> What you are asked to do
Quote the data below from the line with "Q: Where is a point on each instance of the snow" to the line with "x=951, y=759", both lines included, copying them word for word.

> Pointing dataset excerpts
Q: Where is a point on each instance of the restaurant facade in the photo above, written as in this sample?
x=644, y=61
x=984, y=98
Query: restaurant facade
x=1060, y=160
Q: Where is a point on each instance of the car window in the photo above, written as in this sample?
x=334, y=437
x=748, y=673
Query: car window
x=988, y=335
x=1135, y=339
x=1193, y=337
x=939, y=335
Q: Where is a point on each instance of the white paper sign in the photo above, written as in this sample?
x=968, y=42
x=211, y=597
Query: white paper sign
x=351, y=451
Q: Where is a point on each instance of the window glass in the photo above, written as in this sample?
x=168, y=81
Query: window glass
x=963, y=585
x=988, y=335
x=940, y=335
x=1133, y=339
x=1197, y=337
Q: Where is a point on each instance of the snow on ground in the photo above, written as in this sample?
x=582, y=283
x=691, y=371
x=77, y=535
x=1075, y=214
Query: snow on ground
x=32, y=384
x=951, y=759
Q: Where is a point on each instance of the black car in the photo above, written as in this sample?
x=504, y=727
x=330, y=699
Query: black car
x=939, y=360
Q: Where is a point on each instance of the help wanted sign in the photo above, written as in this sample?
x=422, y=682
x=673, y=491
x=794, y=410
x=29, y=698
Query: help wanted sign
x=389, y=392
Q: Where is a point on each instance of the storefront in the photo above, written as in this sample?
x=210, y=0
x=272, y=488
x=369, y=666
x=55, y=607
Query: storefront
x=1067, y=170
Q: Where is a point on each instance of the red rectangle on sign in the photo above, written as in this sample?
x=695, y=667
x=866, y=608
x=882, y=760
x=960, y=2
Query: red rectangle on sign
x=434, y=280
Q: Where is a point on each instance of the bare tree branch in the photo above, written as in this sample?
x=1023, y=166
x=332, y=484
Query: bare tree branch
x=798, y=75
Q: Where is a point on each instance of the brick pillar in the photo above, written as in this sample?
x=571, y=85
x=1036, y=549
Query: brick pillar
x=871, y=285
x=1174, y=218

> Exercise response
Q: Where is a point on each instance of the snow on ground in the photo above, written as in this sample?
x=582, y=283
x=691, y=371
x=77, y=535
x=1075, y=214
Query: snow on ground
x=32, y=384
x=951, y=759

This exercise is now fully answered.